= DAFTAR KEGIATAN =
(1) Tuliskan semua masalah keperawatan dalam kutipan tentang diagnosis keperawatan, yaitu bagian tiap diagnosis sebelum kata "berhubungan dengan".
(2) Lanjutkan kutipan tentang diagnosis keperawatan, mulai setelah kalimat terakhirnya.

= KUTIPAN TEKS =
◇ ◇ ◇

Bersihan jalan nafas tidak efektif berhubungan dengan kerusakan permanen pada dinding bronkus dan sputum kental ditandai dengan batuk, hemoptisis.
a.    Jalan nafas klien kembali efektif.
b.    Klien dapat mendemontrasikan batuk efektif.
c.    Klien dapat menyebutkan cara-cara menurunkan kekentalan sekresi.
d.   Tidak ada suara nafas tambahan.
2.
Pola nafas tidak efektif berbubungan dengan obstruksi saluran nafas ditandai dengan dispnea, nafas pendek dan ekspirasi memanjang.
a.    Pola nafas klien kembali efektif.
b.    Klien mampu melakukan batuk efektif.
c.    Irama, frekuensi, dan kedalaman pernafasan berada pada batas normal (16-20x permenit).
3.
Resiko infeksi berhubungan dengan pengumpulan sekret dan infeksi sekunder.
a.    Klien tidak mengalami infeksi.
b.    Menunjukan tehnik, perubahan pola hidup untuk meningkatkan lingkungan yang aman, untuk mencegah atau menurunkan resiko infeksi.
4.
Ketidakseimbangan nutrisi kurang dari kebutuhan tubuh berhubungan dengan tidak mampu dalam memasukan, mencerna, mengabsorpsi makanan karena faktor biologi ditandai dengan melaporkan perubahan sensasi rasa, anoreksia dan penurunan berat badan dengan intake makan tidak adekuat.
a.    Nutrisi klien terpenuhi.
b.    BB ideal.
c.    Fungsi pengecap kembali efektif.
5.
Intoleransi aktivitas berhubungan dengan malaise, kelemahan dan keletihan fisik ditandai dengan laporan verbal : kelelahan dan kelemahan, perubahan EKG.

a.    Klien dapat beraktivitas secara efektif.
b.    klien mendemonstrasikan peningkatan toleransi terhadap aktivitas.
c.    klien dapat melakukan aktivitas, dapat berjalan lebih jauh tanpa mengalami nafas tersengal-sengal, sesak nafas dan kelelahan.
6.
Ansietas berhubungan dengan pola interaksi, keluhan psikososial, dan kecemasan ditandai dengan gelisah, resah, takut.

a.    Klien mampu memahami dan menerima keadaan.
b.    Klien terlihat mampu bernapas secara normal dan mampu beradaptasi dengan keadaannya.
c.    Respons nonverbal klien tampak lebih rileks dan santai.
7.
Kurang pengetahuan berhubungan dengan tidak familiar dengan sumber informasi (prognosis).

◇ ◇ ◇

= BAHAN SUMBER =
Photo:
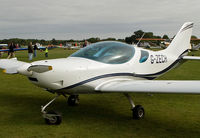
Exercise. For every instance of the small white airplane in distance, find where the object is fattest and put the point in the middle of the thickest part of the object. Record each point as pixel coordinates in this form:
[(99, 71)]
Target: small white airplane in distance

◇ ◇ ◇

= JAWABAN LATIHAN =
(1)
1. Bersihan jalan nafas tidak efektif
2. Pola nafas tidak efektif
3. Resiko infeksi
4. Ketidakseimbangan nutrisi kurang dari kebutuhan tubuh
5. Intoleransi aktivitas
6. Ansietas
7. Kurang pengetahuan

(2)
a.    Klien mengetahui tentang proses inflamasi penyakit.
b.    Klien dapat melakukan dengan benar prosedur yang perlu dan rasional tindakannya.
c.    Klien dapat melakukan perubahan gaya hidup yang perlu dan berpartisipasi dalam pengaturan pengobatan.


BAB III
PENUTUP
A.           Simpulan

Bronkiektasis berarti suatu  dilatasi yang tak dapat pulih lagi dari bronchial yang disebabkan oleh episode pnemonitis  berulang dan memanjang,aspirasi benda asing, atau massa ( mis. Neoplasma) yang menghambat lumen bronchial dengan obstruksi.

Dari pembuatan konsep dasar keperawatan didapat tujuh diagnosa keperawatan pada penyakit bronkhiektasis, diantaranya yaitu:

1.    Bersihan jalan nafas tidak efektif berhubungan dengan kerusakan permanen pada dinding bronkus dan sputum kental ditandai dengan batuk, hemoptisis.
2.    Pola nafas tidak efektif berbubungan dengan obstruksi saluran nafas ditandai dengan dispnea, nafas pendek dan ekspirasi memanjang.
3.     Resiko infeksi berhubungan dengan pengumpulan sekret dan infeksi sekunder.
4.    Ketidakseimbangan nutrisi kurang dari kebutuhan tubuh berhubungan dengan tidak mampu dalam memasukan, mencerna, mengabsorpsi makanan karena faktor biologi ditandai dengan melaporkan perubahan sensasi rasa, anoreksia dan penurunan berat badan dengan intake makan tidak adekuat.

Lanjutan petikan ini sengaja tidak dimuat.